▶ [Task description] Whenever the word "tall" appears in a line of the listing, copy that line.

----- Dataset content

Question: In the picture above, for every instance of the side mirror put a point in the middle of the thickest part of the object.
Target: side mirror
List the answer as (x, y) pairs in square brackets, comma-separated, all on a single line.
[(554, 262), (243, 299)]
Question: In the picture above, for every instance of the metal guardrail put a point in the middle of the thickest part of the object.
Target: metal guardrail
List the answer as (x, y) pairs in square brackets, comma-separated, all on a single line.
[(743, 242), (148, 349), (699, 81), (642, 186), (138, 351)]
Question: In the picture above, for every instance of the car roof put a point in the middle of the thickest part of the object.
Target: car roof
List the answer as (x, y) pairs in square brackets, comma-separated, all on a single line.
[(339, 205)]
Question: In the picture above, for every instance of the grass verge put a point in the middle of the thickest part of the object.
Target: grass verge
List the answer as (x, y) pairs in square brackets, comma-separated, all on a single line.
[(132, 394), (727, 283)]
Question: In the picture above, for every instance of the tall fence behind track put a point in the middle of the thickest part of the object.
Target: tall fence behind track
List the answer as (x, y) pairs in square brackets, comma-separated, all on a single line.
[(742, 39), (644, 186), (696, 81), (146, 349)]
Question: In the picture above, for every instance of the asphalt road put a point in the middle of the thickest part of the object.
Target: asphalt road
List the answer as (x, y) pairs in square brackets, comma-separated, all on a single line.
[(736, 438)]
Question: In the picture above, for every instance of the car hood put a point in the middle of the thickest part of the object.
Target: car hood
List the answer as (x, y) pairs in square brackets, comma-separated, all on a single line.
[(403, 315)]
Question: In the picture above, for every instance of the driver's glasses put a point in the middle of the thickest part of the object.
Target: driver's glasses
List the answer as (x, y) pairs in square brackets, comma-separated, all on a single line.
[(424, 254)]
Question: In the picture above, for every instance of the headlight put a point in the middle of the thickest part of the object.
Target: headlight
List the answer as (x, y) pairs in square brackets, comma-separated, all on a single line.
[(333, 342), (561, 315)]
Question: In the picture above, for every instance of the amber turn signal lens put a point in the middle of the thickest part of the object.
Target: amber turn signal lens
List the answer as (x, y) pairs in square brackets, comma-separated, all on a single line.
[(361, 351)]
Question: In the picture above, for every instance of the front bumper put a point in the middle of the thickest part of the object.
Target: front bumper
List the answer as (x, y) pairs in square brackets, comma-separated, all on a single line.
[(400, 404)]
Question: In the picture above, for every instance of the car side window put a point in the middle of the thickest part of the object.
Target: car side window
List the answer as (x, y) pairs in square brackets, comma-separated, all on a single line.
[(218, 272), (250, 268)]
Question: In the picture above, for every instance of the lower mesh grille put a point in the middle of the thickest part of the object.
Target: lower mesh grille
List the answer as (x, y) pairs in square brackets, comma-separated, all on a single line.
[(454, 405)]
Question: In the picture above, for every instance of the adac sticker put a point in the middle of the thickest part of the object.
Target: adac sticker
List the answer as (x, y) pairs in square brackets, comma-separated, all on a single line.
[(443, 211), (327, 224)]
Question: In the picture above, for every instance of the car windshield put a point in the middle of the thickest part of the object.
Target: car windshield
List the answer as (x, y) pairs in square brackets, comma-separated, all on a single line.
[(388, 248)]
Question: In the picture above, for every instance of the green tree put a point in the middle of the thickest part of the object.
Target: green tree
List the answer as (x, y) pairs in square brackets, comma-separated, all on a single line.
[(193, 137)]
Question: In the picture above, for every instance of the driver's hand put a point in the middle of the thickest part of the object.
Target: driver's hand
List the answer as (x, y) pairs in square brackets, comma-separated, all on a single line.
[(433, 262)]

----------

▶ [Output]
Question: In the picture above, for every instance of the tall fence behind track put a point in the middle of the thickest part of the object.
Target: tall fence behind track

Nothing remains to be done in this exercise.